• Problem statement: Restate, word for word and with nothing added, the lines from the one containing "Task: indicate one point on every instance of the oven door" through the last line of the material below.

• Exercise inputs:

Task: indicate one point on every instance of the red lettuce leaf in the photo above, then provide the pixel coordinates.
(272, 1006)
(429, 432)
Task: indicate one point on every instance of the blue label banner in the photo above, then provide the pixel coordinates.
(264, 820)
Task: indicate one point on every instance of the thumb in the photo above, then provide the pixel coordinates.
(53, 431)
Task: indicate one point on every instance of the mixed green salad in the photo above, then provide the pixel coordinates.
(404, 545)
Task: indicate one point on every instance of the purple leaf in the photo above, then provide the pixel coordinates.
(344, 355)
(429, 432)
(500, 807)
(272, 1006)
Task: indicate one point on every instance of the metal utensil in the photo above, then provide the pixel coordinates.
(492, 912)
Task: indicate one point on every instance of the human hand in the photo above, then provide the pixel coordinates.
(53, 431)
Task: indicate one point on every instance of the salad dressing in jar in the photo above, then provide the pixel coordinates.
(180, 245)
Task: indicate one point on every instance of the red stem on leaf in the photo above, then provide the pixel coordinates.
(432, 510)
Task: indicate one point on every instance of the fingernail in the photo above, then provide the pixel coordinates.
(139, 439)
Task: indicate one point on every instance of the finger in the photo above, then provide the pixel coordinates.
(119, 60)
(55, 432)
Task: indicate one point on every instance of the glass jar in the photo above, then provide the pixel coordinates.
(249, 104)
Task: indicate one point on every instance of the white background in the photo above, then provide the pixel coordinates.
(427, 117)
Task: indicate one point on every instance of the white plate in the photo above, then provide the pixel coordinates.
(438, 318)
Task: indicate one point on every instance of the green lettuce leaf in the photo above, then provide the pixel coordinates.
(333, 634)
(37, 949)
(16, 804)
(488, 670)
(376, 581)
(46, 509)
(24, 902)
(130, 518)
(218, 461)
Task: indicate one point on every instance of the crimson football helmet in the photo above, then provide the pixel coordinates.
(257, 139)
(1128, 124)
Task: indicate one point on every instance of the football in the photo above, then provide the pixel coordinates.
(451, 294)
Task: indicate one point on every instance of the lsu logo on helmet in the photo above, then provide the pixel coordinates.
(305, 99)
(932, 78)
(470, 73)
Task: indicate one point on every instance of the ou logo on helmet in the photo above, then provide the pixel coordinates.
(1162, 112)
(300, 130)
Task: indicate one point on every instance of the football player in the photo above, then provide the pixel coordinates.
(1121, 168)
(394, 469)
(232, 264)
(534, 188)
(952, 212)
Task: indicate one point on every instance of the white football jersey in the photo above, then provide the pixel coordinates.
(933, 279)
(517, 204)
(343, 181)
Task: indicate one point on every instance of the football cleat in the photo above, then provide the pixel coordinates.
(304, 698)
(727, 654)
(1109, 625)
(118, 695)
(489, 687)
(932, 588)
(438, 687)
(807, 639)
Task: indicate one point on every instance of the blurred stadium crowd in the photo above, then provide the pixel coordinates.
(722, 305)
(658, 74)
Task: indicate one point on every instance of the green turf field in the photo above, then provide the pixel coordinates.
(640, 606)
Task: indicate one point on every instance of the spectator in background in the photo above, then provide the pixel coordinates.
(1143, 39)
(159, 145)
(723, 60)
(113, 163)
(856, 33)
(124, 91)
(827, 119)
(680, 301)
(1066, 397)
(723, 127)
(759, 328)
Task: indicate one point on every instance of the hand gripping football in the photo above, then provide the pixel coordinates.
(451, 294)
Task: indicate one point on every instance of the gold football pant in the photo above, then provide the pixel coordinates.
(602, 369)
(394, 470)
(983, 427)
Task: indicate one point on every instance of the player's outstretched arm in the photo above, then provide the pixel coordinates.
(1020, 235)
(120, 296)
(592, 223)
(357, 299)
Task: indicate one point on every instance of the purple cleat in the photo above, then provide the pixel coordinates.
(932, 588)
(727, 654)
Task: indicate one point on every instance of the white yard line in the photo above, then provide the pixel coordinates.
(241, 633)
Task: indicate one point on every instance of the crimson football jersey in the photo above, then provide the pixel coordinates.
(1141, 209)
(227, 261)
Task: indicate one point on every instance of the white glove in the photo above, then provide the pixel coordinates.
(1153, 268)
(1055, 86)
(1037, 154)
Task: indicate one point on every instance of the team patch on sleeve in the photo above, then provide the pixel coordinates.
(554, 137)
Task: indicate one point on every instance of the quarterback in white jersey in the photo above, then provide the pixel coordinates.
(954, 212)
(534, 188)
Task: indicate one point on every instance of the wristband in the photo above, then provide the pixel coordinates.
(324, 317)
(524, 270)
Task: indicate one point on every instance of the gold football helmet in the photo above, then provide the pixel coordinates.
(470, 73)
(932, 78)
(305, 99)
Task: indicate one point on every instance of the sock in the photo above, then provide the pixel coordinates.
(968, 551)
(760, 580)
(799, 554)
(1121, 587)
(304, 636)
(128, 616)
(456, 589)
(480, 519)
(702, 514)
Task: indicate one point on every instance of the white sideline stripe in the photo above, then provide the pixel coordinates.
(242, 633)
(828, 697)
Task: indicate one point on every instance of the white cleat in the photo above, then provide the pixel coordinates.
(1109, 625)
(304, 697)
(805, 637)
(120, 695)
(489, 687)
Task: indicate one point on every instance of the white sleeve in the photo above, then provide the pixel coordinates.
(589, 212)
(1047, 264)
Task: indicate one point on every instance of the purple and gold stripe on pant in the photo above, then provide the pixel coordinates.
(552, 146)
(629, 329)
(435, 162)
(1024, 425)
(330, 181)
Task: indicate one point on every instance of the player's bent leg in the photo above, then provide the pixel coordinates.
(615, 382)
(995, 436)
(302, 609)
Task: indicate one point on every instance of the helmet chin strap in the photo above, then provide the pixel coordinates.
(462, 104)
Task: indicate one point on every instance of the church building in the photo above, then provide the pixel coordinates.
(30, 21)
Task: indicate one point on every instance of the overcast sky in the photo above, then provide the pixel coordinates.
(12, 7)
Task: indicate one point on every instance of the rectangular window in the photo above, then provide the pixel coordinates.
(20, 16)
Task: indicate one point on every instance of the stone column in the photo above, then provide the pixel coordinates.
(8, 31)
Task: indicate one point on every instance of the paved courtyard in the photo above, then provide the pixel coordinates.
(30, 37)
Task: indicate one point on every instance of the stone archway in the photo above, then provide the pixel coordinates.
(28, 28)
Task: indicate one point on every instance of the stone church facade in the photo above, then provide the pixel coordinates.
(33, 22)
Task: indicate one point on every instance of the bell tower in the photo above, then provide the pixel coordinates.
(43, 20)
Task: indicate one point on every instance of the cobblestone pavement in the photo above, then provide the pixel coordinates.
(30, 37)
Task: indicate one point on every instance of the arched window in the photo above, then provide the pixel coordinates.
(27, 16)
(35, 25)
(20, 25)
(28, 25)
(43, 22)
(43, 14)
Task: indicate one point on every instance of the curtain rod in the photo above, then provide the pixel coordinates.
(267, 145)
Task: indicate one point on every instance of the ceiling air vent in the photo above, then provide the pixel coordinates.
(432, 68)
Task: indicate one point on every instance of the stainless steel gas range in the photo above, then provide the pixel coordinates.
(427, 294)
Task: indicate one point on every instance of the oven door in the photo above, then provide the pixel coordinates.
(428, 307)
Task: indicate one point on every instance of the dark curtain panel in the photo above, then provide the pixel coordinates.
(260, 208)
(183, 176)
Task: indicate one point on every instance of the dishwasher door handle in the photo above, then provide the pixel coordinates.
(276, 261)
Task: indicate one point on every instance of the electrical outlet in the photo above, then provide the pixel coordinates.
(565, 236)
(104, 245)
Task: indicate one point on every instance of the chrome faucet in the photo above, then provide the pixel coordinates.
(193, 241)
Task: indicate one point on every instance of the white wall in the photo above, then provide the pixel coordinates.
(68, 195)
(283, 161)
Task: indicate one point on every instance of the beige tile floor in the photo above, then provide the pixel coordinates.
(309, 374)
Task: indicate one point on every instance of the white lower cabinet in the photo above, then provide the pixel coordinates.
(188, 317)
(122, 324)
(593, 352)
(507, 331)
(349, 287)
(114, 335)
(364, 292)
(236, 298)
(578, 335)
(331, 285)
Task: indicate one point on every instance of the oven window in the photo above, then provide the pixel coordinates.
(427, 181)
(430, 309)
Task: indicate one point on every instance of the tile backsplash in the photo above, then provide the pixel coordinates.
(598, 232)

• Solved problem:
Task: indicate one point on every instance of the oven door in the photo above, then provide the pixel coordinates.
(428, 307)
Task: indicate one point on every instance of the dark curtain panel in the photo above, then provide the pixel coordinates.
(260, 208)
(183, 176)
Task: indicate one point on every instance of the dishwasher door handle in the photo above, then provide the pixel coordinates.
(276, 261)
Task: indicate one point on every instance of the electrical outlet in the photo above, then provide the pixel coordinates.
(565, 236)
(104, 245)
Task: indicate one point on every instance of the chrome faucet in the photo above, then provide the pixel coordinates.
(193, 241)
Task: indicate one point on every instance of the white wall in the photo above, then provide the pixel coordinates.
(68, 195)
(283, 161)
Task: indicate one point on every instance of the beige tile floor in the photo above, then provide the pixel coordinates.
(309, 374)
Task: indicate one point on every instance of the white lower cabinet in the photo above, then provide the pixel coordinates.
(188, 317)
(122, 324)
(593, 352)
(507, 331)
(349, 287)
(114, 335)
(364, 292)
(236, 298)
(578, 335)
(331, 285)
Task: indicate one point on every instance of the oven window in the photo above, then provide the pixel coordinates.
(427, 181)
(430, 309)
Task: indicate one point on every instance of the tile backsplash in the photo above, then provide the pixel coordinates.
(598, 232)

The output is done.